◆ Do this: Extend the passage on the two names Saul and Paul, continuing from its last sentence.

◆ Passage to read:
######

Eph 3:8 (Gen 32:10 [11 Heb]); 1Cor 15:9-11; 2Cor 12:11-13 

Phlp 3:1-14

2Pt 3:14-18 

This is a tale of two names:  Saul (Shaul in Hebrew) and Paul (Paulus in Latin).

Saul/Shaul was the name of Israel’s first King, from the Tribe of Benjamin.  After the death and resurrection of Yeshua/Jesus, and the outpouring of the Holy Spirit upon and within all who believed in Him, Shaul was the name of the leading Jewish persecutor of Jewish believers in Yeshua as the Messiah and Son of God, and who became arguably the leading Apostle, by the name of Paul, whom the Lord chose and sent out.  He was also from the Tribe of Benjamin.

######

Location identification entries
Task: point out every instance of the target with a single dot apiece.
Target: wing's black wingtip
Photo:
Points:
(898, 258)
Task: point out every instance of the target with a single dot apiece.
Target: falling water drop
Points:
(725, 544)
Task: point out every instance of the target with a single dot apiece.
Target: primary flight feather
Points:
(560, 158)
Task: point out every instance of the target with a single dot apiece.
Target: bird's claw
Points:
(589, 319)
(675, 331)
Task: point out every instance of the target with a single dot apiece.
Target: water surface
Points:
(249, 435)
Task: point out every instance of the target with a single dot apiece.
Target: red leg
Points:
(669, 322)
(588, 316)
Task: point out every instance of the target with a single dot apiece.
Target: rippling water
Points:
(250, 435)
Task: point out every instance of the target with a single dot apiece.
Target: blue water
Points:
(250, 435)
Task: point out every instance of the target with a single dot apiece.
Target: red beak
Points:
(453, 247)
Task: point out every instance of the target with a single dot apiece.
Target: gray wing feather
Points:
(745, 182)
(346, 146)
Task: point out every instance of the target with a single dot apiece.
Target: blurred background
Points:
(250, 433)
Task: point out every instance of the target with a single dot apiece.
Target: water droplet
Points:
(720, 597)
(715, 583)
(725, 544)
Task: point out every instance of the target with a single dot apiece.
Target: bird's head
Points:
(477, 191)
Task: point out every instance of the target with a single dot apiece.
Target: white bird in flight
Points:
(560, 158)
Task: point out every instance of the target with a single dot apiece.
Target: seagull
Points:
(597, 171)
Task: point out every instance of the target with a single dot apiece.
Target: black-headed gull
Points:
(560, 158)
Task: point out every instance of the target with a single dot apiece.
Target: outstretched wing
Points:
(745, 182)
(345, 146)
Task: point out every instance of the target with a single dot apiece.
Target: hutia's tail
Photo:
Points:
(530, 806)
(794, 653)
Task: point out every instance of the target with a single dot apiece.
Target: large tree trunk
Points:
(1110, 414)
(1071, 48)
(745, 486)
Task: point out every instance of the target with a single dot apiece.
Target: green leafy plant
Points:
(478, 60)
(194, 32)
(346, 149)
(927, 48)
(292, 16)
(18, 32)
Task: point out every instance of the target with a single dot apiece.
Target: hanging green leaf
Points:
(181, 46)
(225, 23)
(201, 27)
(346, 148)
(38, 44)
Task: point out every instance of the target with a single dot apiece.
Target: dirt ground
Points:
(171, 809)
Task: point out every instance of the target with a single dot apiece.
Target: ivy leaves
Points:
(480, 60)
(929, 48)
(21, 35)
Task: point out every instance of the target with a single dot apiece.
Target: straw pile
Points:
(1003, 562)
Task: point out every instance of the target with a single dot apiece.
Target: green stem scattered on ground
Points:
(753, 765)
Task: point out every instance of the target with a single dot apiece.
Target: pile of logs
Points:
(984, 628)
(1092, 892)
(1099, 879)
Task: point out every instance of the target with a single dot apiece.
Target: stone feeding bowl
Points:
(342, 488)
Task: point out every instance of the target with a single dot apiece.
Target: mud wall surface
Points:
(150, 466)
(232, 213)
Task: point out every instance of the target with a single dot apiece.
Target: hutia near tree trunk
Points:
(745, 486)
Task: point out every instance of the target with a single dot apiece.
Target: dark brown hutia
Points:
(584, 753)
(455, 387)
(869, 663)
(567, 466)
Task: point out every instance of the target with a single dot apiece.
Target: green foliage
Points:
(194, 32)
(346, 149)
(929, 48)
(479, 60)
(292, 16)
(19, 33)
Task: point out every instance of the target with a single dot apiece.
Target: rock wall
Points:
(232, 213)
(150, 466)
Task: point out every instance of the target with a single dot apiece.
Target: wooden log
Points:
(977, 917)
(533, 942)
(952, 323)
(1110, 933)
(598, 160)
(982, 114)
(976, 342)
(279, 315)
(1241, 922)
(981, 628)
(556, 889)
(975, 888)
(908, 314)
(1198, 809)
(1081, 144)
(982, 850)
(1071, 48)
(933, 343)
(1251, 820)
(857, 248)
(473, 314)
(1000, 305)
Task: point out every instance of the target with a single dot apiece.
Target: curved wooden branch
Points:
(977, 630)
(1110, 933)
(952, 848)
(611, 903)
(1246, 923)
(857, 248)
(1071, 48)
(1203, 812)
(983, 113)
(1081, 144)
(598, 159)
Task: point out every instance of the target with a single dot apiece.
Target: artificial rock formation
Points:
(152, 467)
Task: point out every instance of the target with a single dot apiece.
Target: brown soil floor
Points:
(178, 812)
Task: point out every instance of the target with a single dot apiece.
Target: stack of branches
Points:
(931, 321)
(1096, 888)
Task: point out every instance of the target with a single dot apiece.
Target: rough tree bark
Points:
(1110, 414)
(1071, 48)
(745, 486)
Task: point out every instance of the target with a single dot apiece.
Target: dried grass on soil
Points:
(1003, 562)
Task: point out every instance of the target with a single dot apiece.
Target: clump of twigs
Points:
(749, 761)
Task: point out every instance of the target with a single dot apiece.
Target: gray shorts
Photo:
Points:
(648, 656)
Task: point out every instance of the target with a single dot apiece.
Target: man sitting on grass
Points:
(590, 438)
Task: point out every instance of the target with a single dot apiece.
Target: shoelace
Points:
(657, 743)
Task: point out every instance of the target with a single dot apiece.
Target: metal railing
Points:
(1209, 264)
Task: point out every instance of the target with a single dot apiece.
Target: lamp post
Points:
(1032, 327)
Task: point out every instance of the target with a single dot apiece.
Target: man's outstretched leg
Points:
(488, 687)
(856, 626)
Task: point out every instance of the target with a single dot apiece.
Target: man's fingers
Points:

######

◆ Answer to this problem:
Ever since YHVH, the Creator God, chose Abraham, Isaac, and Jacob to become their God, and the God of their descendants, He was their Judge, Lawgiver, and King, and would be their Savior.  He was sovereign in the life and affairs of His chosen people Israel, and He appointed whom He would to rule under His authority.  He chose Moses and Aaron; then Joshua and Eleazar; then Judges to deliver His people when they were oppressed too much by their enemies.  This all lasted for about 500 years, until the people – who had difficulty remaining true to YHVH’s covenants and commandments – asked Samuel the Judge and Prophet and Priest to appoint them a King over them, like the Gentiles had. (Acts 13:16-23)  In doing so, although the Torah foresaw Kings ruling the nation, YHVH told Samuel to tell the people that they had not rejected Samuel, but that they had rejected YHVH from being their King; and practically speaking, from being their God.  They preferred to be led and ruled by a “normal” king – a sinner like themselves rather than the Holy God of Heaven and Earth, who knows the thoughts and intentions of the heart of every man – and to follow the gods of the Gentile nations around them.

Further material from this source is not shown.